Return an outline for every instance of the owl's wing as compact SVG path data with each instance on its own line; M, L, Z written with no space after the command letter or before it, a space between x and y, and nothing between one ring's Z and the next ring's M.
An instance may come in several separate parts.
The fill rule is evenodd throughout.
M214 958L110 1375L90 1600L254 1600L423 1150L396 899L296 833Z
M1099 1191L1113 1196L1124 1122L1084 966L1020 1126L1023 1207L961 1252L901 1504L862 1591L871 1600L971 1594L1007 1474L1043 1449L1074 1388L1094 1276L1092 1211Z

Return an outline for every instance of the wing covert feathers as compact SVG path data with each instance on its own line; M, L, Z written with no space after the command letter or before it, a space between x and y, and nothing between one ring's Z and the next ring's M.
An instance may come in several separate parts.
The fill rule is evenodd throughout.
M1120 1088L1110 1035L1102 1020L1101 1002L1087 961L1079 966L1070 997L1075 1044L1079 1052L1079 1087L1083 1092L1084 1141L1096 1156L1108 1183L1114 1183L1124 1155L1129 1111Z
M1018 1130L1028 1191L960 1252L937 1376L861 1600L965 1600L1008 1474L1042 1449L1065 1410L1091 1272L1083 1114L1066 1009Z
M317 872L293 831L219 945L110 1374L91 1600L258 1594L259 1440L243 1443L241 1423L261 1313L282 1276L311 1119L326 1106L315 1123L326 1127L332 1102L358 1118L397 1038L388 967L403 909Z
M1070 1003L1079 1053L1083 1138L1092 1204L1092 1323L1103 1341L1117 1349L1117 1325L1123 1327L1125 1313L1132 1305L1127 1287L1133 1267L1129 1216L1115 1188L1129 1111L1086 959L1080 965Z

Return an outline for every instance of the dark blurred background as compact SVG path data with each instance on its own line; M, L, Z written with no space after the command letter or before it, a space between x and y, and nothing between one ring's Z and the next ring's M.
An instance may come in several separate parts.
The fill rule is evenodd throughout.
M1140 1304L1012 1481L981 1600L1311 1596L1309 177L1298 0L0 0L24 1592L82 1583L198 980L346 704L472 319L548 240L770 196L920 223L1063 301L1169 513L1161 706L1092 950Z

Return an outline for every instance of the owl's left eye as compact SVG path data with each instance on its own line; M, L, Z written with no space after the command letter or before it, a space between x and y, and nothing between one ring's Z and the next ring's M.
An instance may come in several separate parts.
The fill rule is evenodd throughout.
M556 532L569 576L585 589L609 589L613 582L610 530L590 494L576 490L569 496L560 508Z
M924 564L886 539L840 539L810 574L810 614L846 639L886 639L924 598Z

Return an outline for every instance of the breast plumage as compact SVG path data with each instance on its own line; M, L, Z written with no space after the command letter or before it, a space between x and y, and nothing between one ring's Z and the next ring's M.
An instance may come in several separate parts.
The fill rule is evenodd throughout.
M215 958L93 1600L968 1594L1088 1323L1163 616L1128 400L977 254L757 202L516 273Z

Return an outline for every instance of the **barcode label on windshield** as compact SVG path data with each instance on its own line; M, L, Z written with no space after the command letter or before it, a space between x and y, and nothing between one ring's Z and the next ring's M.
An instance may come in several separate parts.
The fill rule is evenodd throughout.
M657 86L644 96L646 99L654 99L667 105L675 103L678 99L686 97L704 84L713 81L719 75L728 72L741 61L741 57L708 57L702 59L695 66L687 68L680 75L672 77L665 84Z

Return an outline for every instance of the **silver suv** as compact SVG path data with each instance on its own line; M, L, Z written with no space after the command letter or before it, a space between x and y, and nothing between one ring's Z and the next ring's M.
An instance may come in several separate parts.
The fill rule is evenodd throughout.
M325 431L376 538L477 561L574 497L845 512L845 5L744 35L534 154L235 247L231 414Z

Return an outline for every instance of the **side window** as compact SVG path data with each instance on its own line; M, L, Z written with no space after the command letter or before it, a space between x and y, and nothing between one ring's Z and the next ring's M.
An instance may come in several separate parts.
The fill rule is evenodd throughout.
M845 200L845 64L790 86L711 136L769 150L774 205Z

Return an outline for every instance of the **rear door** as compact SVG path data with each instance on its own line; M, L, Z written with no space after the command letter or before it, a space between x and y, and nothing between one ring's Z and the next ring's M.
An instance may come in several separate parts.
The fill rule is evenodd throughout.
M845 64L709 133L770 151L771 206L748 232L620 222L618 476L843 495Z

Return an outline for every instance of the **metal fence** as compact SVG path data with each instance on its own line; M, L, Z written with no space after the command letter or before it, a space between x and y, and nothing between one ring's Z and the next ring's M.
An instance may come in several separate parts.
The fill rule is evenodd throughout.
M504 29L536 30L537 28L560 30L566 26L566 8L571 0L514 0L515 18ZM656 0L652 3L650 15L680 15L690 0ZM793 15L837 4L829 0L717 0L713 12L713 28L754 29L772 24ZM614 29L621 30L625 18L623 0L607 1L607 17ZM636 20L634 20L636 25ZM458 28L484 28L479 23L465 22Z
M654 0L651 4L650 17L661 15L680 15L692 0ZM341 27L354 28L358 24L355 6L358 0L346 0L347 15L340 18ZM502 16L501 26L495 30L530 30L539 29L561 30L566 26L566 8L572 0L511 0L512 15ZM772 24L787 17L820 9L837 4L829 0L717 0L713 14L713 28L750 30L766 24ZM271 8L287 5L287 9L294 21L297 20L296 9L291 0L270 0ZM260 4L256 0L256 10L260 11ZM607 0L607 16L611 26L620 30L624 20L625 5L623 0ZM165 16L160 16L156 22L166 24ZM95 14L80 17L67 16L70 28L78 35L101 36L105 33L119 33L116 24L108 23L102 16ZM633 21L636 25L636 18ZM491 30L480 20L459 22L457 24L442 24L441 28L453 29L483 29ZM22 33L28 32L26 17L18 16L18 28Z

⁂

THE TASK
Each line of the data is to be transcribed exactly.

TASK OUTPUT
Return an outline for every instance of the owl's wing as compact SVG path data with each instance on its own line; M, L, Z written with no space after the command letter or before it, a space between x and y, and nothing between one ring's Z and the next ring's M.
An instance may come in several separate parts.
The fill rule is evenodd throughout.
M214 958L110 1375L90 1600L254 1600L423 1150L396 899L296 833Z
M1099 1191L1113 1196L1124 1122L1084 966L1020 1126L1023 1207L961 1252L901 1504L862 1591L871 1600L971 1594L1007 1474L1043 1449L1074 1388L1094 1276L1092 1211Z

Return an outline for every instance of the wing covert feathers as compact SVG path data with each instance on its own line; M, L, Z written with no space after the command letter or before it, a space between x and y, and nothing between one ring's Z and the next ring's M.
An instance may come in several separate parts.
The fill rule is evenodd throughout.
M1120 1088L1110 1035L1102 1020L1101 1002L1087 961L1079 966L1070 997L1075 1044L1079 1052L1079 1087L1083 1092L1084 1141L1096 1156L1108 1183L1114 1183L1124 1155L1129 1111Z
M1018 1130L1028 1191L960 1252L937 1376L861 1600L965 1600L1008 1474L1042 1449L1065 1410L1091 1272L1083 1114L1066 1009Z
M317 872L293 831L219 945L110 1374L91 1600L258 1594L259 1440L243 1443L241 1423L261 1313L282 1276L311 1119L326 1106L315 1123L326 1127L332 1102L358 1118L397 1038L388 967L403 909Z
M1070 1003L1079 1053L1083 1138L1092 1204L1092 1323L1103 1341L1117 1349L1117 1325L1123 1327L1125 1313L1132 1305L1127 1287L1133 1267L1129 1216L1115 1188L1129 1111L1086 959L1080 965Z

Return an outline for every instance of the dark blurred background as compact SVG path data with each instance on its own line; M, L, Z written with no space after the command letter or before it, a space between x and y, and nothing between one ring's Z and the next ring's M.
An instance may come in several separate parts.
The fill rule is evenodd throughout.
M1140 1304L1012 1481L981 1600L1311 1596L1309 177L1298 0L0 0L24 1592L82 1583L198 980L346 704L472 319L548 240L770 196L920 223L1063 301L1169 513L1161 706L1092 950Z

Return an outline for every instance of the owl's left eye as compact SVG path data with each instance on its own line; M, L, Z written with no space after the command letter or before it, a space between x and y, and nothing between one ring's Z and the next ring's M.
An instance may come in several separate parts.
The fill rule is evenodd throughout.
M556 532L569 576L585 589L609 589L613 582L610 530L590 494L576 490L569 496L560 508Z
M924 564L886 539L840 539L810 574L810 614L846 639L886 639L924 598Z

Return an outline for every instance of the breast plumage as compact SVG path data with each instance on its own line; M, L, Z written with no space after the command letter or before it, a space between x and y, and nothing between one ring's Z and the next ring's M.
An instance may come in several separate parts.
The fill rule is evenodd throughout.
M215 958L93 1600L968 1594L1088 1323L1163 616L1128 400L977 254L757 202L516 273Z

Return an outline for every instance of the **barcode label on windshield** as compact SVG path data with each instance on its own line; M, L, Z written with no space after the command letter or before it, a space between x and y, and nothing between one ring's Z and the next ring's M.
An instance may come in several separate parts.
The fill rule is evenodd throughout.
M657 86L644 96L646 99L654 99L667 105L675 103L678 99L686 97L704 84L713 81L719 75L728 72L741 61L741 57L708 57L702 59L695 66L687 68L680 75L672 77L665 84Z

Return an outline for every instance of the **silver suv** as compact SVG path data with each instance on its own line; M, L, Z written with no space after the command letter or before it, a space between x and y, and nothing between one ring's Z and the next ring's M.
An instance may come in several separate parts.
The fill rule is evenodd throughout.
M325 431L376 538L477 561L574 497L845 512L845 5L744 35L534 154L235 247L231 414Z

Return an outline for every instance of the **side window** as compact SVG path data with each instance on its own line; M, L, Z written with no space after the command letter or before it, a space between x and y, and nothing between one ring's Z and the next ring's M.
An instance may come in several separate parts.
The fill rule is evenodd throughout.
M845 200L845 64L790 86L711 136L769 150L774 205Z

Return an outline for every instance of the **rear door** as compact SVG path data with each instance on its own line; M, L, Z written with no space after the command letter or before it, a space between x and y, and nothing between one ring's Z and the next ring's M.
An instance may come in several separate parts.
The fill rule is evenodd throughout.
M845 64L709 133L770 151L771 206L748 232L620 222L618 476L843 495Z

Return an outline for every instance of the **metal fence** as compact SVG path data with each instance on its own line; M, L, Z written with no space after the command letter or before it, a space between x and y, and nothing between one ring's Z and the next ring's M.
An instance may come in several separate parts.
The fill rule is evenodd throughout.
M504 29L536 30L537 28L560 30L566 26L566 8L571 0L514 0L515 18ZM656 0L652 3L650 15L680 15L690 0ZM793 15L837 4L829 0L717 0L713 12L713 28L754 29L772 24ZM614 29L621 30L625 18L623 0L607 1L607 17ZM636 20L634 20L636 25ZM458 28L484 28L479 23L465 22Z
M654 0L651 4L650 17L661 15L680 15L692 0ZM341 27L354 28L358 24L355 6L358 0L346 0L347 15L340 18ZM502 16L501 26L495 30L530 30L539 29L561 30L566 26L566 8L572 0L511 0L512 15ZM772 24L787 17L820 9L837 4L829 0L717 0L713 14L713 28L750 30L766 24ZM271 8L287 5L287 9L294 21L297 20L296 9L291 0L270 0ZM260 4L256 0L256 10L260 11ZM607 0L607 16L611 26L620 30L624 20L625 5L623 0ZM165 16L160 16L156 22L166 24ZM95 14L80 17L67 16L70 28L78 35L101 36L105 33L119 33L116 24L108 23L102 16ZM633 21L636 25L636 18ZM491 30L480 20L459 22L457 24L442 24L441 28L453 29L483 29ZM22 33L28 32L26 17L18 16L18 28Z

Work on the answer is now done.